Task input:
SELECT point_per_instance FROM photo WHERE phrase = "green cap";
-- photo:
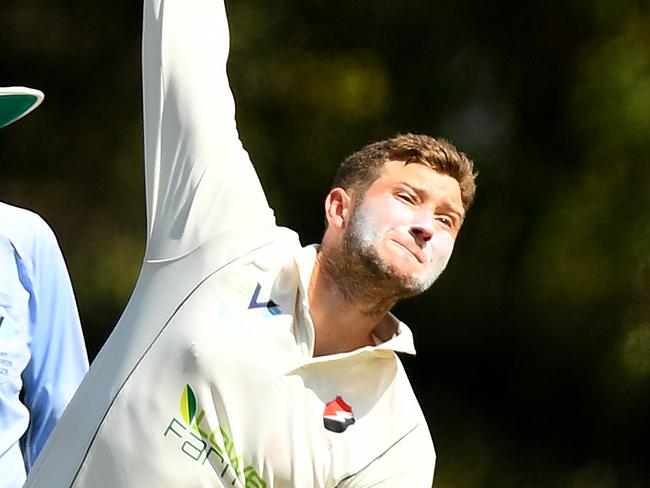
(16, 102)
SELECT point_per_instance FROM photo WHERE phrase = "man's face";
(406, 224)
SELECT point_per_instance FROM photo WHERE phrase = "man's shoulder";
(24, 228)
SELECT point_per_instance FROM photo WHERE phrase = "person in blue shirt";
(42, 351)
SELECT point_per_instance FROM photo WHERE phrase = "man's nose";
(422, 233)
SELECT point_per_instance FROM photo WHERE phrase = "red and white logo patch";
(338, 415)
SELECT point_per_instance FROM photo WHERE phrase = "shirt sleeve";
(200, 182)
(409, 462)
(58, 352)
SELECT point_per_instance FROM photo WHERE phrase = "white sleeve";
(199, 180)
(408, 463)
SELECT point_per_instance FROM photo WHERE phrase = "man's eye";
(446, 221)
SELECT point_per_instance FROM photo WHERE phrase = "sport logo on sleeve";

Problem to work on:
Turn all of the data above into a JSON list of strings, with one string per line and no blank lines. Leave the picture out.

Exercise answer:
[
  "SELECT point_per_instance FROM photo WHERE phrase = \"green cap\";",
  "-- photo:",
  "(16, 102)",
  "SELECT point_per_instance FROM photo WHERE phrase = \"man's face\";",
  "(406, 224)",
  "SELECT point_per_instance FROM photo WHERE phrase = \"man's shoulder\";",
  "(24, 228)",
  "SELECT point_per_instance FROM photo WHERE phrase = \"person in blue shirt\";",
  "(42, 351)",
  "SELECT point_per_instance FROM photo WHERE phrase = \"man's nose\";",
  "(422, 233)",
  "SELECT point_per_instance FROM photo WHERE phrase = \"red and white logo patch\";",
  "(338, 415)",
  "SELECT point_per_instance FROM photo WHERE phrase = \"shirt sleeve\";",
  "(200, 182)",
  "(409, 462)",
  "(58, 352)",
  "SELECT point_per_instance FROM photo WHERE phrase = \"white sleeve\";",
  "(199, 180)",
  "(408, 463)",
  "SELECT point_per_instance FROM photo WHERE phrase = \"man's eye\";",
  "(446, 221)",
  "SELECT point_per_instance FROM photo WHERE phrase = \"sport logo on sleeve\";"
]